▸ **Exercise instructions**: Collect every line in the entries below that contains the word "grass" and copy each of those lines in full.

BEGIN Data shown

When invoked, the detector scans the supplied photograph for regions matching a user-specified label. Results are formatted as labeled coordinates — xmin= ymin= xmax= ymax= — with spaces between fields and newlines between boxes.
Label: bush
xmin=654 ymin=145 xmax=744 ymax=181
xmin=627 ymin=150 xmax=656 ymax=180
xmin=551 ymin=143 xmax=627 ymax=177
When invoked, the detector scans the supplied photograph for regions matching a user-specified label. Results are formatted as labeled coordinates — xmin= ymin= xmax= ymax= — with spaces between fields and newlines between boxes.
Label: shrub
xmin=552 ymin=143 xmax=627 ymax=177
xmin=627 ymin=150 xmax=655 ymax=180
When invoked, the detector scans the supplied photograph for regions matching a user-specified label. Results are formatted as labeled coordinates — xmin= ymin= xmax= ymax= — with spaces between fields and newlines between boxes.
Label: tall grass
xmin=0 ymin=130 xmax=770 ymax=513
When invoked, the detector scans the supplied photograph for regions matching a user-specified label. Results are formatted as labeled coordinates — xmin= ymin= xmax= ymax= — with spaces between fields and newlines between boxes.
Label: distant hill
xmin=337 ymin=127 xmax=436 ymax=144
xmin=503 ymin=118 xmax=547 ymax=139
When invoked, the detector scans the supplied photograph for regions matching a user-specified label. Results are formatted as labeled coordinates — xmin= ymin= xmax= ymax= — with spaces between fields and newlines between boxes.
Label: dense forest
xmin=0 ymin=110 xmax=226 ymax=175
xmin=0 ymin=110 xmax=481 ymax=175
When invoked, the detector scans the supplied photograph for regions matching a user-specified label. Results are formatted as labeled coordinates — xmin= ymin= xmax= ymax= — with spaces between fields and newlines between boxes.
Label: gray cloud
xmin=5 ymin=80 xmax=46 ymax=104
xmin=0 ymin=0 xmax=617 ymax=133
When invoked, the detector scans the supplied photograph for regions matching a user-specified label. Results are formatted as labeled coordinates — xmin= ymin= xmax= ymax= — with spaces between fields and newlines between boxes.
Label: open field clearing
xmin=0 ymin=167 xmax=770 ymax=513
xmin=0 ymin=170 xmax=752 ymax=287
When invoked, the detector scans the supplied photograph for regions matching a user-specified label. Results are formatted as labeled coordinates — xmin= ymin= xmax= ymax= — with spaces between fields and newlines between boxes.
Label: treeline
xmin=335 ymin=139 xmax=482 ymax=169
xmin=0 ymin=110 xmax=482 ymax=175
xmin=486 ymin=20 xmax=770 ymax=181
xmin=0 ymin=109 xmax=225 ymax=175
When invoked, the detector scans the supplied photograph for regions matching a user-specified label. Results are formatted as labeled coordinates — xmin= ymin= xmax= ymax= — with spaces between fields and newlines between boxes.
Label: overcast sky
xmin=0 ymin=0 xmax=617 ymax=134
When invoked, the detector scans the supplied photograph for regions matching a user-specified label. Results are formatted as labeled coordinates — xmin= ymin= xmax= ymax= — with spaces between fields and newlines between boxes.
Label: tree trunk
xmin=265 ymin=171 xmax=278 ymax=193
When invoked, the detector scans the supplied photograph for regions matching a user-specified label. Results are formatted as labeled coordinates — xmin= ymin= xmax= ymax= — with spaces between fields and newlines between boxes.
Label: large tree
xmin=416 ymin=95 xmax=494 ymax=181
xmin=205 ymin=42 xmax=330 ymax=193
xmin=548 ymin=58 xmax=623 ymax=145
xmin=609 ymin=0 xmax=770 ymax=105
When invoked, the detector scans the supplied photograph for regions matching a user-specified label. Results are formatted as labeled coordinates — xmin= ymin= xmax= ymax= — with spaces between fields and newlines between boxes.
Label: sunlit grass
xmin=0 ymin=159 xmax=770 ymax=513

END Data shown
BEGIN Data shown

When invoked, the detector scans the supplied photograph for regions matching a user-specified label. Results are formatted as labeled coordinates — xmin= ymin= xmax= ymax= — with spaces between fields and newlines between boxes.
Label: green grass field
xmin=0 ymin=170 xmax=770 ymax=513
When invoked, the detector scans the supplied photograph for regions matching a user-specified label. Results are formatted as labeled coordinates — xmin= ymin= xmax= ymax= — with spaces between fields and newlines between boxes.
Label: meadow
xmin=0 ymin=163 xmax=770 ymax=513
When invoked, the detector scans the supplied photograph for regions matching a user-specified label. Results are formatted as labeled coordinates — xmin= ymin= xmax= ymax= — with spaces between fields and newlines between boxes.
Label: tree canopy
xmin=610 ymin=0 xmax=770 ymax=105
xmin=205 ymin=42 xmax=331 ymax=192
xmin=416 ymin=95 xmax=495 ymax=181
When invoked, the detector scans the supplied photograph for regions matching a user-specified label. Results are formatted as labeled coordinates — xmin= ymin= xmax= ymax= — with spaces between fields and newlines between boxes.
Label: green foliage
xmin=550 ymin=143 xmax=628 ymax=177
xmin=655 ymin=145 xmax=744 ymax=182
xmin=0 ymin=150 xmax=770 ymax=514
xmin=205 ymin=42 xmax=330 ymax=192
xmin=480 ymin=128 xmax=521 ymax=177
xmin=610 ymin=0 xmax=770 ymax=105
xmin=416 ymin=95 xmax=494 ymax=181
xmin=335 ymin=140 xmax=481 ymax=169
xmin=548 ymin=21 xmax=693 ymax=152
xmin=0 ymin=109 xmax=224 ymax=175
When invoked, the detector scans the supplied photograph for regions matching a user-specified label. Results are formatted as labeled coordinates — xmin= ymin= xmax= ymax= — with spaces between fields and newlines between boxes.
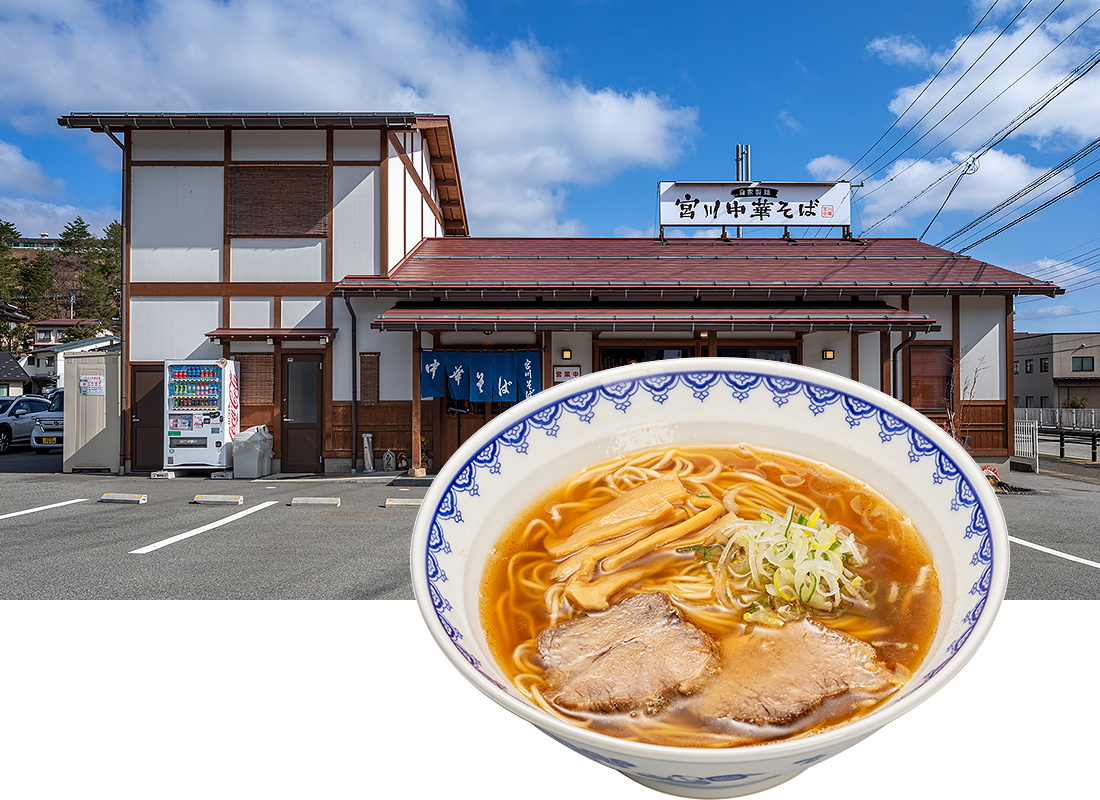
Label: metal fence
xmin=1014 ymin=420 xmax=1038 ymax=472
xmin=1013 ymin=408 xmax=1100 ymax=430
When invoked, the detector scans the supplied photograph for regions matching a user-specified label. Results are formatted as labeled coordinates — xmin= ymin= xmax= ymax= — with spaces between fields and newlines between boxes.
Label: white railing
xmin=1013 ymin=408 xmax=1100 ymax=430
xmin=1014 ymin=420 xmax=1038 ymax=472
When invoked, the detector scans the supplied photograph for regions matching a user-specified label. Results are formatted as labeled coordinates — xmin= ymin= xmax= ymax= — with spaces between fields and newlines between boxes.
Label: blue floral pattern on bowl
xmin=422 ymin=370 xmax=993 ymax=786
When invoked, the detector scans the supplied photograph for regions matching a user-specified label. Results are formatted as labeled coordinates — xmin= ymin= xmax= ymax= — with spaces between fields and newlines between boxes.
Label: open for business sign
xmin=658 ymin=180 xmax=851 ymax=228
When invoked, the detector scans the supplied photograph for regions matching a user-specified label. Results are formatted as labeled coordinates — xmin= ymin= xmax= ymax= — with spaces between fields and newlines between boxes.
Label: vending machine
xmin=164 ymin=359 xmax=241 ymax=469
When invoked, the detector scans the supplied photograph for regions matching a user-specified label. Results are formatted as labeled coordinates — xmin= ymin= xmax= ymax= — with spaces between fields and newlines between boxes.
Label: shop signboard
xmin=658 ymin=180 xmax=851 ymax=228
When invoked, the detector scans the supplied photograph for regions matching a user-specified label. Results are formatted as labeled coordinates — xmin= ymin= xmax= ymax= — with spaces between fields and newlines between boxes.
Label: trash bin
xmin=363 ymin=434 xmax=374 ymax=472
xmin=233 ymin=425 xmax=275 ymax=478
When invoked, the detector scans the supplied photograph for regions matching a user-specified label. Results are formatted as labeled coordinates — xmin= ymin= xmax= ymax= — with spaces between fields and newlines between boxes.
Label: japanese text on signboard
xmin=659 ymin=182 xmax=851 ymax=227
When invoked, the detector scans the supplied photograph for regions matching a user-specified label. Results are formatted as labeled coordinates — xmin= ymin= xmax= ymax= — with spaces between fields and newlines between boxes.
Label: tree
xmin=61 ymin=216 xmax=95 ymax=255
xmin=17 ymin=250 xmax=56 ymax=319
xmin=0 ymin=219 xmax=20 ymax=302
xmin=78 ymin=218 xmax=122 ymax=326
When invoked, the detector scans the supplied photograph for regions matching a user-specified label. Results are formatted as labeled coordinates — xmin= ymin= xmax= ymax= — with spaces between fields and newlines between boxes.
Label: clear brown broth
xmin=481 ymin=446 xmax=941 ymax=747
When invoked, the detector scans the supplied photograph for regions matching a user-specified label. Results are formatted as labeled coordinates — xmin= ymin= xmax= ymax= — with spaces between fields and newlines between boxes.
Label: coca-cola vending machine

END Data shown

▸ **Finished answer**:
Label: tall grass
Label: sunlit grass
Label: green grass field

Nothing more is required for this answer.